* Exercise aim *
The records below need retyping in full; give them again exactly.

- Opening Delimiter -

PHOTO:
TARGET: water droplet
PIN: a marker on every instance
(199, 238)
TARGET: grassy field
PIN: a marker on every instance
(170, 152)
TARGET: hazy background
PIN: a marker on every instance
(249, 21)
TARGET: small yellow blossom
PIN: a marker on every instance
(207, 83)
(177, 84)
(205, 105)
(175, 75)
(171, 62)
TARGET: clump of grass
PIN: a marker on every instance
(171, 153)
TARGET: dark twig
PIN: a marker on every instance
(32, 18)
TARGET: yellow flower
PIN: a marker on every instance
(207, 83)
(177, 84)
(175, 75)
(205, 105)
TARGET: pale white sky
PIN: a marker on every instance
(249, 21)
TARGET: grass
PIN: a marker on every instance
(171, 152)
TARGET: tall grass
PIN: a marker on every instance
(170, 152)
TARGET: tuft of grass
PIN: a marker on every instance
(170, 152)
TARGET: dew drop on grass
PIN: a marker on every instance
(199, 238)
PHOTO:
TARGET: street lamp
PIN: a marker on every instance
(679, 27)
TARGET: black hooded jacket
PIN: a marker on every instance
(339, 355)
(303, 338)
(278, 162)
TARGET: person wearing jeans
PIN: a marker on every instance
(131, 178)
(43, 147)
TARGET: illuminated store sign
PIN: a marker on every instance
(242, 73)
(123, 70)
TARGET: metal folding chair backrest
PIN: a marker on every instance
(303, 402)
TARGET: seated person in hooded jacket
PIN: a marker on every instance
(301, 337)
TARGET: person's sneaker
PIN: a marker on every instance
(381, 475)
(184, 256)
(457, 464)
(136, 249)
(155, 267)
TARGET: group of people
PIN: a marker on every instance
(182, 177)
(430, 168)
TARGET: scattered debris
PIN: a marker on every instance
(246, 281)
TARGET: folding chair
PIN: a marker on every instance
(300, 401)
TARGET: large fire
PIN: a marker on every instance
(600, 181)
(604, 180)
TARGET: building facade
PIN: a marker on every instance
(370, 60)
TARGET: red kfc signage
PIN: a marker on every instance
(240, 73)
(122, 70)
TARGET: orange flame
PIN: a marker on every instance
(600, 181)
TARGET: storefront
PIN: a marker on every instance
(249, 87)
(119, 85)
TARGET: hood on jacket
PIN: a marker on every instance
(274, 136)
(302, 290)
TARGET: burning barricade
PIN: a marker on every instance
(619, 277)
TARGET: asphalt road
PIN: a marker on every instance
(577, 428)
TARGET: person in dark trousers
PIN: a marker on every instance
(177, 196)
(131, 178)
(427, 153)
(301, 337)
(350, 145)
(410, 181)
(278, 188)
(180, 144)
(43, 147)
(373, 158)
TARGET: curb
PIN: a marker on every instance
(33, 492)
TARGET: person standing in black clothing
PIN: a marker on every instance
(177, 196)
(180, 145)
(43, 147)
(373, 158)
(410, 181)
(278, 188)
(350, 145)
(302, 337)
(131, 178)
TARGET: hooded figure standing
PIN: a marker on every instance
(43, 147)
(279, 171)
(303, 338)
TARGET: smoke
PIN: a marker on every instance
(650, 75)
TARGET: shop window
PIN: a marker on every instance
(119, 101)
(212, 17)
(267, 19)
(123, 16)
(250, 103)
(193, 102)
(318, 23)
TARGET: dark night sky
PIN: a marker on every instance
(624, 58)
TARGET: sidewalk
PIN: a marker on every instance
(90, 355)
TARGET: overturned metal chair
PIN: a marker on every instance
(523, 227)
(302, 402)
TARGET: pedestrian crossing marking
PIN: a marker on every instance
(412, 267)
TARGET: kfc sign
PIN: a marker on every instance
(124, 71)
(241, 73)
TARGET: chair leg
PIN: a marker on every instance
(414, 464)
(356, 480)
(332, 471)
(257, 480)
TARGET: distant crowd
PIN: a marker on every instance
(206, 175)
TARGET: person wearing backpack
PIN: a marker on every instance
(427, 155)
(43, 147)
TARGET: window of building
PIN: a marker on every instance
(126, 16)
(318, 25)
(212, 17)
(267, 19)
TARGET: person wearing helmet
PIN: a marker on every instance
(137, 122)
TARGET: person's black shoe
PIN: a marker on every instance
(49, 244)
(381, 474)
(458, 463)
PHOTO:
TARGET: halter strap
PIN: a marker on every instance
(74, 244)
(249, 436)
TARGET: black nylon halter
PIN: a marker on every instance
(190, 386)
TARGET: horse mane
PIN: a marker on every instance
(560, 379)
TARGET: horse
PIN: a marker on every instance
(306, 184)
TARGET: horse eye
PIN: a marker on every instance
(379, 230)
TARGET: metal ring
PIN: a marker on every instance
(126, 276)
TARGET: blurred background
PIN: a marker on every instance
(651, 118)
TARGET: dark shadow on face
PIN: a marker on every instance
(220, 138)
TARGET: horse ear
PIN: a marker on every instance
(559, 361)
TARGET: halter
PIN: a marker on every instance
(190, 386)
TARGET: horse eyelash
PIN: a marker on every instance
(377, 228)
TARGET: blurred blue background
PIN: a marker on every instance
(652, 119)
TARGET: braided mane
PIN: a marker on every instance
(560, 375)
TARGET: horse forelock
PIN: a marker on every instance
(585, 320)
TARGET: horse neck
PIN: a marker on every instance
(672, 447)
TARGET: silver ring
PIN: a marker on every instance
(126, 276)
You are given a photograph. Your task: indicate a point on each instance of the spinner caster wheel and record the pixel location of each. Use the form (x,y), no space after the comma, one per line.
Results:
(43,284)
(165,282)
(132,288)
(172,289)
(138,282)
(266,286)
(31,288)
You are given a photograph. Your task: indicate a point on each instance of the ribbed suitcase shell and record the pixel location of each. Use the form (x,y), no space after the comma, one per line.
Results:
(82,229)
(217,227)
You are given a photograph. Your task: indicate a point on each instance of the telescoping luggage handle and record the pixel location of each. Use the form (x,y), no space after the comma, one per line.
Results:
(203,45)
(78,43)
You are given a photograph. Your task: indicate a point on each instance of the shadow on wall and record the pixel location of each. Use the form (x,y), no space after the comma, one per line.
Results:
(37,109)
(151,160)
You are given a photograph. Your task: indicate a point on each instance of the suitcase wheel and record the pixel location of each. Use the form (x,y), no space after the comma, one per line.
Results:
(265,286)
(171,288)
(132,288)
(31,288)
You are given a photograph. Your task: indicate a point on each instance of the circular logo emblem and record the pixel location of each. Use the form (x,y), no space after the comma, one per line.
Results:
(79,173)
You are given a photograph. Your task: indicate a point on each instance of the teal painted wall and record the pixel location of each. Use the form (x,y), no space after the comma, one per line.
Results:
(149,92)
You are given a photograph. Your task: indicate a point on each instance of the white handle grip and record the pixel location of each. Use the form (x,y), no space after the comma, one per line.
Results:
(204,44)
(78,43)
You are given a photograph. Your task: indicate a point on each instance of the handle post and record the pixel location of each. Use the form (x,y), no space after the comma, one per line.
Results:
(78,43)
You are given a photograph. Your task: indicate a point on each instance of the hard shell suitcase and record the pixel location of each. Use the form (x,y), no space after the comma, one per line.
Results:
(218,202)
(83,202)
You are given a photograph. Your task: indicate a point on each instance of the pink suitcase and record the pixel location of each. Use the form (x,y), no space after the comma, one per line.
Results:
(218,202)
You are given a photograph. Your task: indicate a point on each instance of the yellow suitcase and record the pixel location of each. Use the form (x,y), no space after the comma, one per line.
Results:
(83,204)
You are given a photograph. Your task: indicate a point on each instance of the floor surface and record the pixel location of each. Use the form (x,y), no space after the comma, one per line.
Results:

- Closing Delimiter -

* Written answer *
PHOTO:
TARGET: water droplet
PIN: a marker on every instance
(199, 238)
TARGET: grassy field
PIN: a marker on every instance
(170, 152)
TARGET: hazy background
PIN: a marker on every instance
(249, 21)
TARGET: small yellow blossom
PIN: a marker on every instance
(207, 83)
(177, 84)
(205, 105)
(175, 75)
(171, 62)
TARGET: clump of grass
PIN: a marker on every instance
(171, 153)
TARGET: dark twig
PIN: a marker on every instance
(32, 18)
TARGET: yellow flower
PIN: a marker on every instance
(207, 83)
(177, 84)
(175, 75)
(205, 105)
TARGET: pale white sky
PIN: a marker on every instance
(249, 21)
TARGET: grass
PIN: a marker on every instance
(171, 152)
TARGET: tall grass
PIN: a marker on every instance
(170, 152)
TARGET: tuft of grass
PIN: a marker on every instance
(170, 152)
TARGET: dew drop on grass
PIN: a marker on every instance
(199, 238)
PHOTO:
TARGET: street lamp
PIN: a marker on every instance
(679, 27)
TARGET: black hooded jacket
PIN: a marker on every instance
(339, 355)
(303, 338)
(278, 162)
TARGET: person wearing jeans
PIN: a marker on every instance
(131, 178)
(43, 147)
TARGET: illuminated store sign
PIN: a marker on every instance
(242, 73)
(123, 70)
TARGET: metal folding chair backrest
PIN: a marker on every instance
(303, 402)
TARGET: seated person in hooded jacket
PIN: a marker on every instance
(301, 337)
TARGET: person's sneaker
PIN: a marker on every instance
(381, 475)
(184, 256)
(457, 464)
(136, 249)
(155, 267)
TARGET: group of people
PIN: a marker on every instance
(182, 177)
(430, 168)
TARGET: scattered debris
PIN: a marker on every instance
(246, 281)
TARGET: folding chair
PIN: a marker on every instance
(300, 401)
TARGET: large fire
PIN: a marker on every instance
(600, 181)
(604, 180)
TARGET: building facade
PIN: a marker on every instance
(370, 60)
TARGET: red kfc signage
PIN: a marker on every instance
(240, 73)
(122, 70)
TARGET: orange flame
PIN: a marker on every instance
(600, 181)
TARGET: storefront
PIN: a marker on every instance
(249, 87)
(119, 85)
TARGET: hood on jacket
PIN: a marker on every instance
(274, 136)
(302, 290)
TARGET: burning barricade
PIN: a marker on every instance
(619, 277)
TARGET: asphalt road
PIN: a marker on every instance
(577, 428)
TARGET: person in dark trousers
PIN: a marker on every instance
(177, 196)
(131, 178)
(427, 153)
(301, 337)
(350, 145)
(410, 181)
(278, 188)
(180, 144)
(43, 147)
(373, 158)
TARGET: curb
PIN: a marker on every instance
(33, 492)
TARGET: person standing in black clothing
PIN: a marker on every instance
(177, 196)
(180, 145)
(43, 147)
(373, 158)
(410, 181)
(278, 188)
(350, 145)
(302, 337)
(131, 178)
TARGET: hooded figure standing
PIN: a marker on every instance
(43, 147)
(279, 171)
(303, 338)
TARGET: smoke
PIN: a marker on every instance
(650, 75)
TARGET: shop window
PIN: a marker on every instance
(119, 101)
(212, 17)
(267, 19)
(123, 16)
(250, 103)
(193, 102)
(318, 23)
TARGET: dark night sky
PIN: a marker on every instance
(624, 58)
TARGET: sidewalk
PIN: a marker on every instance
(90, 355)
TARGET: overturned metal chair
PIN: a marker on every instance
(523, 227)
(302, 402)
TARGET: pedestrian crossing marking
PIN: a marker on every instance
(412, 267)
TARGET: kfc sign
PIN: a marker on every instance
(124, 71)
(241, 73)
TARGET: chair leg
PIN: a marker on every instance
(414, 464)
(356, 480)
(332, 471)
(257, 480)
TARGET: distant crowd
PIN: a marker on every instance
(206, 175)
TARGET: person wearing backpack
PIN: a marker on every instance
(427, 155)
(43, 147)
TARGET: window of building
PIN: a marker on every instance
(126, 16)
(318, 25)
(212, 17)
(267, 19)
TARGET: person wearing helmet
PIN: a marker on every instance
(137, 122)
TARGET: person's black shoe
PIN: a marker on every instance
(49, 244)
(381, 474)
(458, 463)
PHOTO:
TARGET: halter strap
PIN: a marker on every instance
(74, 244)
(249, 436)
TARGET: black nylon halter
PIN: a marker on every instance
(190, 386)
TARGET: horse mane
PIN: a marker on every instance
(560, 379)
TARGET: horse
PIN: a marker on every instance
(306, 184)
TARGET: horse eye
PIN: a marker on every instance
(379, 230)
TARGET: metal ring
PIN: a marker on every instance
(126, 276)
TARGET: blurred background
PIN: a marker on every instance
(651, 118)
TARGET: dark shadow on face
PIN: a marker on every instance
(220, 138)
TARGET: horse ear
PIN: a marker on every instance
(559, 361)
TARGET: halter
PIN: a marker on every instance
(190, 386)
TARGET: horse eyelash
PIN: a marker on every instance
(377, 228)
TARGET: blurred blue background
PIN: a marker on every instance
(652, 119)
TARGET: braided mane
PIN: a marker on every instance
(560, 375)
TARGET: horse forelock
PIN: a marker on every instance
(585, 320)
TARGET: horse neck
PIN: a marker on every instance
(672, 447)
TARGET: silver ring
PIN: a marker on every instance
(126, 276)
You are given a photograph. Your task: indicate a point on each instance of the spinner caster wheel and record the pixel location of each. Use the form (x,y), no space after the comma, one per line.
Results:
(43,284)
(165,282)
(132,288)
(172,289)
(138,282)
(266,286)
(31,288)
You are given a photograph. Your task: indicate a point on each instance of the ribbed suitcase shell and record the pixel location of each. Use the form (x,y), no space after the comma, one per line.
Results:
(82,229)
(217,227)
You are given a photograph. Your task: indicate a point on each instance of the telescoping luggage handle and record the pixel location of each. Use the form (x,y), no space after the comma, one per line.
Results:
(203,45)
(78,43)
You are given a photograph. Your task: indicate a point on each instance of the shadow on wall and record the pixel location of each. Use the form (x,y), no space after the comma, one per line.
Results:
(37,109)
(151,160)
You are given a photograph. Your task: indicate a point on each instance of the suitcase wheel and record the pixel location of each. Use the form (x,y), no space after the comma, one per line.
Results:
(265,286)
(171,288)
(132,288)
(31,288)
You are given a photograph. Your task: indicate a point on each instance of the circular logo emblem and record the pixel location of each. Use the form (x,y), no space after the comma, one per line.
Results:
(79,173)
You are given a photograph. Your task: indicate a point on each instance of the teal painted wall and record the pixel location of each. Use the form (x,y), no space after the comma, one per line.
Results:
(149,92)
You are given a photograph. Your task: indicate a point on each instance of the white handle grip and record the pixel location of each. Use the form (x,y), no space after the comma, one per line.
Results:
(204,44)
(78,43)
You are given a photograph. Your task: indicate a point on each instance of the handle post and record the pixel location of each. Use the form (x,y), no space after the comma, one per line.
Results:
(78,43)
You are given a photograph. Your task: indicate a point on each instance of the hard shell suitcase and record the pixel location of each. Use the form (x,y), no space after the comma, one per line.
Results:
(218,202)
(83,202)
You are given a photograph. Your task: indicate a point on each instance of the pink suitcase and record the pixel location of each. Use the form (x,y), no space after the comma, one per line.
Results:
(218,202)
You are given a photograph. Your task: indicate a point on each instance of the yellow suitcase and record the pixel location of each. Use the form (x,y), no space after the comma, one per line.
Results:
(83,204)
You are given a photograph. Your task: indicate a point on each instance of the floor surface and record the pixel location of each. Use the form (x,y), no space after the comma, one per line.
Results:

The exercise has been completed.